▸ **Set task a**: Rewrite the part of the Flipboard article below that begins at the words "Flipboard gets users" and stops after the words "Flipboard algorithmically surfaces.", using "readers" in place of "users" throughout.
#### Supplied text ####
Apple’s news product certainly looks and feels like Flipboard, in, for example, the way the user first populates it by tapping to select from an assortment of news outlets and topics, choices that are used to populate and personalize their news stream.
Flipboard gets users started in a similar fashion, via the way they’re asked to pick from a list of topics that are used to curate their Flipboard experience. Flipboard diverges from Apple from there, though. McCue, for example, stresses that his product is “inherently social” and that Flipboard “was built in a world after Facebook.”
Based on Monday’s announcement, he says, Apple isn’t going the social route. Flipboard, then, will continue to serve as a repository of news as well as personal content, given that users can hook their social media accounts into the service in addition to “flipping” through content that Flipboard algorithmically surfaces.
The social element of Flipboard also lets users curate content into their own “magazines,” themed collections that can be paged through and shared with other users. Search for snowboarding or coffee on Flipboard, and the user finds content about those topics that other users have selected rather than things Flipboard has just tagged itself.
#### Information given ####
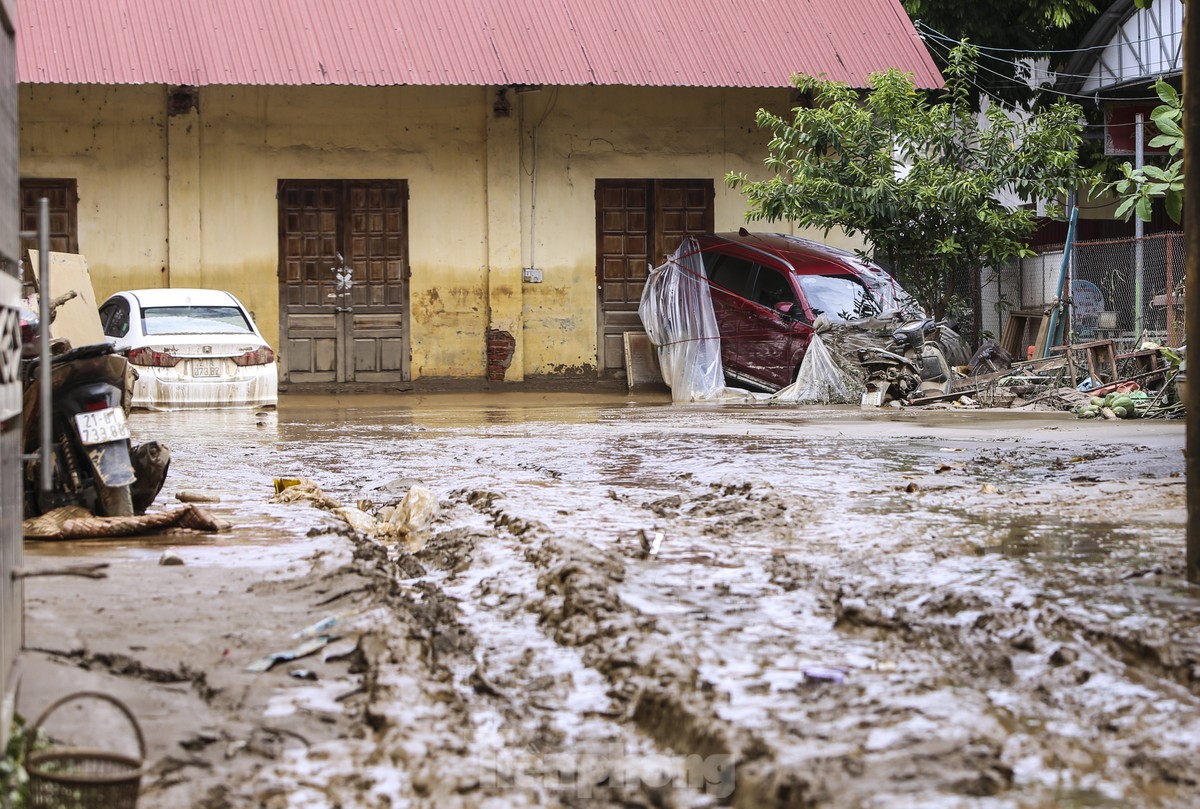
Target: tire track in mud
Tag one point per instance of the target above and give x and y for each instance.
(901, 744)
(964, 679)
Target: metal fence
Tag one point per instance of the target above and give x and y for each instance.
(1121, 289)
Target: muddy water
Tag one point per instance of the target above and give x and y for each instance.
(641, 604)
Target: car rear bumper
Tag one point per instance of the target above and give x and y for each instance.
(165, 389)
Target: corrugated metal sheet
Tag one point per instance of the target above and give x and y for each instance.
(735, 43)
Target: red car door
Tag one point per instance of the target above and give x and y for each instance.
(774, 335)
(730, 281)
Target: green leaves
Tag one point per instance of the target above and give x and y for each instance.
(917, 173)
(1137, 189)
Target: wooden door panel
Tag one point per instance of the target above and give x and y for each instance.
(63, 201)
(378, 256)
(639, 222)
(331, 231)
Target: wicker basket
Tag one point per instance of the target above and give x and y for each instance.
(83, 778)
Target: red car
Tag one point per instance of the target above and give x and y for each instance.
(768, 288)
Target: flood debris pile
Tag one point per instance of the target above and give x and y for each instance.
(876, 352)
(898, 358)
(1091, 379)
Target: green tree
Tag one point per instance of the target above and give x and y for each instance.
(1138, 187)
(918, 175)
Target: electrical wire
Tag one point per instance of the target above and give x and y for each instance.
(922, 27)
(1015, 83)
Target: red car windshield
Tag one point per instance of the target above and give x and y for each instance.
(843, 298)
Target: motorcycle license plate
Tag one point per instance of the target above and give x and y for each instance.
(102, 426)
(205, 369)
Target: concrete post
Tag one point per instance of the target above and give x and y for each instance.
(505, 322)
(184, 265)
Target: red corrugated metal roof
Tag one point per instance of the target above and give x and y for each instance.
(737, 43)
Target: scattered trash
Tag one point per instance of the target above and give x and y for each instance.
(77, 522)
(649, 544)
(1117, 405)
(287, 483)
(197, 497)
(310, 646)
(819, 675)
(413, 514)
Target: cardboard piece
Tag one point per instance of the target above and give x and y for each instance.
(78, 319)
(642, 361)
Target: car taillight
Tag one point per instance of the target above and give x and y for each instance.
(263, 355)
(145, 357)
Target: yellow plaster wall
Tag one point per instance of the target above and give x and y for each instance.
(433, 138)
(589, 133)
(113, 141)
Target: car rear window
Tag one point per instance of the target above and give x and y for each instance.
(195, 319)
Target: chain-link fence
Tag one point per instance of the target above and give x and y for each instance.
(1121, 289)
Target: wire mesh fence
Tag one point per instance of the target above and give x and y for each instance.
(1120, 289)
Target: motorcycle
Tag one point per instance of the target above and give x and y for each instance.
(91, 460)
(913, 364)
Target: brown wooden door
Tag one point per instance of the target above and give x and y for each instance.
(639, 222)
(64, 199)
(343, 280)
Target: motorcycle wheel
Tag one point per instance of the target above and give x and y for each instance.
(114, 502)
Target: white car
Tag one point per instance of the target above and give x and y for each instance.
(191, 348)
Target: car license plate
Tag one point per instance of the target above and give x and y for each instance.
(102, 426)
(205, 369)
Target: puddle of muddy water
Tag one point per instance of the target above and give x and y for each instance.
(791, 543)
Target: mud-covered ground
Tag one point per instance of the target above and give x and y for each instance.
(630, 604)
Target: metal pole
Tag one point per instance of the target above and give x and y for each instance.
(1192, 269)
(1138, 233)
(1062, 283)
(43, 341)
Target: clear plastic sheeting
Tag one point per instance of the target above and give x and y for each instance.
(822, 379)
(677, 313)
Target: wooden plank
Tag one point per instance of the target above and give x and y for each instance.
(1039, 342)
(642, 369)
(78, 319)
####
▸ **Set task b**: Tally the lines of the entries above that contain the string "motorcycle", and give only that number.

▸ **Exercise response a**:
Flipboard gets readers started in a similar fashion, via the way they’re asked to pick from a list of topics that are used to curate their Flipboard experience. Flipboard diverges from Apple from there, though. McCue, for example, stresses that his product is “inherently social” and that Flipboard “was built in a world after Facebook.”
Based on Monday’s announcement, he says, Apple isn’t going the social route. Flipboard, then, will continue to serve as a repository of news as well as personal content, given that readers can hook their social media accounts into the service in addition to “flipping” through content that Flipboard algorithmically surfaces.

▸ **Exercise response b**: 3